* **Consignes**:
1. Répondez aux questions suivantes d'après le texte sur la succession en RDC :
(a) Quel jour Moïse Katumbi a-t-il annoncé officiellement sa candidature ?
(b) De quelle province Moïse Katumbi a-t-il été gouverneur ?
(c) À quelle date la bataille politique est-elle théoriquement attendue ?
2. Modifiez, s'il vous plaît, le passage du texte sur la succession en RDC allant de "À l’approche imminente" jusqu'à "présidentielle en RDC." inclus, en remplaçant "bataille politique" par "compétition électorale".
3. Indiquez si chaque affirmation concorde avec le texte sur la succession en RDC, en répondant par oui ou non et en citant les mots décisifs du texte :
(a) Joseph Kabila arrive au terme de son premier mandat.
(b) Moïse Katumbi a annoncé sa candidature plus tôt que prévu.
(c) Le Katanga est présenté comme une province pauvre.

* **Texte source**:
******************************

À l’approche imminente de la fin du deuxième et dernier mandat de Joseph Kabila en République démocratique du Congo (RDC) et de la passation du pouvoir en décembre 2016 au nouveau président élu, les prétendants à la succession fourbissent leurs armes et se bousculent au portillon en vue d’une bataille politique attendue avec impatience, théoriquement le 27 novembre 2016. C’est en prévision de cette bataille politique que l’ancien gouverneur de la riche province du Katanga, Moïse Katumbi a annoncé officiellement le mercredi 4 mai 2016, soit six mois plus tôt que prévu, sa candidature à l’élection présidentielle en RDC.

******************************

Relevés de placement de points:
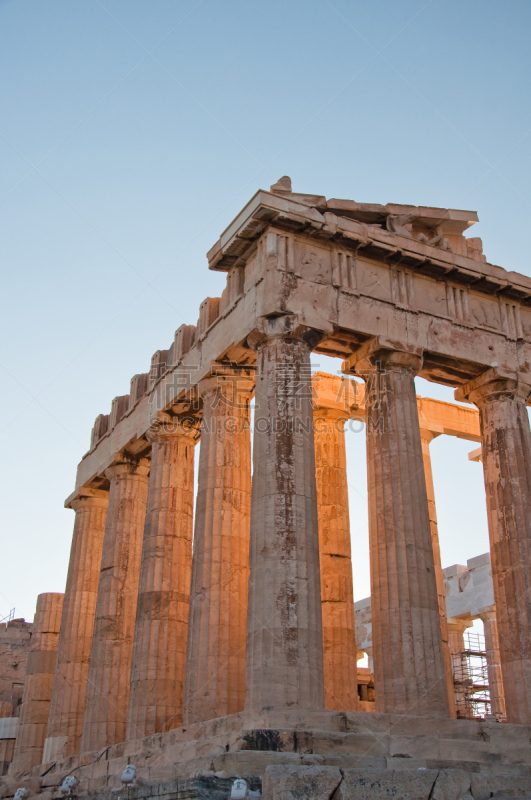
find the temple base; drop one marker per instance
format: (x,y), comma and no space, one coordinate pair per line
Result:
(246,744)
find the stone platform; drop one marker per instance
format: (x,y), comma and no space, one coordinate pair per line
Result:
(246,744)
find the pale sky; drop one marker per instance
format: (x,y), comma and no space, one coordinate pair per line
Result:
(132,132)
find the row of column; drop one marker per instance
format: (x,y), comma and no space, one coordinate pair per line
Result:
(264,638)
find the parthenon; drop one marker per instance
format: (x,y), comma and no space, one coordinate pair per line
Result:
(213,636)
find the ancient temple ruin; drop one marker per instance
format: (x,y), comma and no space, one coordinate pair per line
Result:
(221,638)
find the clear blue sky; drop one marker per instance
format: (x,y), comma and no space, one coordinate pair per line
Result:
(132,132)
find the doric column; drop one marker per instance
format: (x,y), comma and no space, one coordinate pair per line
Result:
(38,684)
(159,649)
(215,667)
(456,644)
(67,707)
(112,641)
(425,438)
(337,597)
(506,451)
(409,670)
(492,646)
(284,627)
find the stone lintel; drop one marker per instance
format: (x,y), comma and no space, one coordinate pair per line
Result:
(85,491)
(376,347)
(518,382)
(266,208)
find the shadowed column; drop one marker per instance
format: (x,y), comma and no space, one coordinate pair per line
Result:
(337,596)
(492,646)
(38,684)
(159,650)
(426,437)
(284,628)
(409,669)
(215,668)
(506,454)
(112,642)
(67,707)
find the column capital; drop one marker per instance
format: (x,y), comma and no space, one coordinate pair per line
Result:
(123,469)
(285,326)
(325,412)
(494,384)
(183,425)
(237,380)
(427,435)
(488,615)
(380,354)
(458,624)
(86,496)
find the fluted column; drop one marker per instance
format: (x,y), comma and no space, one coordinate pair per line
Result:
(425,438)
(456,644)
(159,649)
(284,627)
(506,451)
(67,707)
(112,641)
(337,595)
(492,646)
(40,670)
(215,667)
(409,669)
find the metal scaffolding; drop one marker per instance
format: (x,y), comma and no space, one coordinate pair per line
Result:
(472,695)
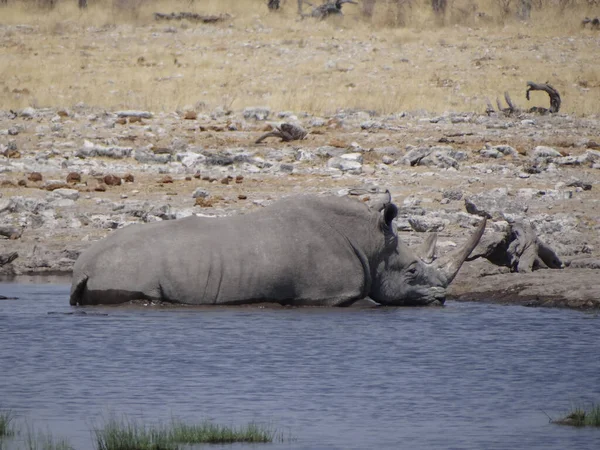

******************************

* **Réponses dans l'ordre**:
1.
(a) Le mercredi 4 mai 2016.
(b) La province du Katanga.
(c) Le 27 novembre 2016.

2.
À l’approche imminente de la fin du deuxième et dernier mandat de Joseph Kabila en République démocratique du Congo (RDC) et de la passation du pouvoir en décembre 2016 au nouveau président élu, les prétendants à la succession fourbissent leurs armes et se bousculent au portillon en vue d’une compétition électorale attendue avec impatience, théoriquement le 27 novembre 2016. C’est en prévision de cette compétition électorale que l’ancien gouverneur de la riche province du Katanga, Moïse Katumbi a annoncé officiellement le mercredi 4 mai 2016, soit six mois plus tôt que prévu, sa candidature à l’élection présidentielle en RDC.

3.
(a) Non : « la fin du deuxième et dernier mandat de Joseph Kabila ».
(b) Oui : « soit six mois plus tôt que prévu ».
(c) Non : « la riche province du Katanga ».